GIVEN PROBLEM
Select every line of the rows below that contains the word "instance", treating case as significant, and copy each such line.

LISTED RECORDS
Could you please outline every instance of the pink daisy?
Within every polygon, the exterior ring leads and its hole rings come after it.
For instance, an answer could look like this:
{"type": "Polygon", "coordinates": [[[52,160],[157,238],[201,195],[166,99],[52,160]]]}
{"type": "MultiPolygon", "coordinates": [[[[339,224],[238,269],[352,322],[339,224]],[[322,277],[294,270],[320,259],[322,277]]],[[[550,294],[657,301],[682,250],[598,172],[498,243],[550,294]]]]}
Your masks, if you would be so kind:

* * *

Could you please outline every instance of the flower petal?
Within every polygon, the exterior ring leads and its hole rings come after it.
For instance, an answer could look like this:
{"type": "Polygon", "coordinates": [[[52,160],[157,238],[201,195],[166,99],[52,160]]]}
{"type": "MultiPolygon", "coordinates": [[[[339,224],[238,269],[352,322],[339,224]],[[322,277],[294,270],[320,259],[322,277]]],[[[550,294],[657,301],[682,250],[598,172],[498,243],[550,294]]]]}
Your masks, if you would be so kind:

WRITTEN REPLY
Could you please outline every instance of the pink daisy?
For instance, an answer could look like this:
Could you please outline every instance of the flower petal?
For instance, an answer could look like this:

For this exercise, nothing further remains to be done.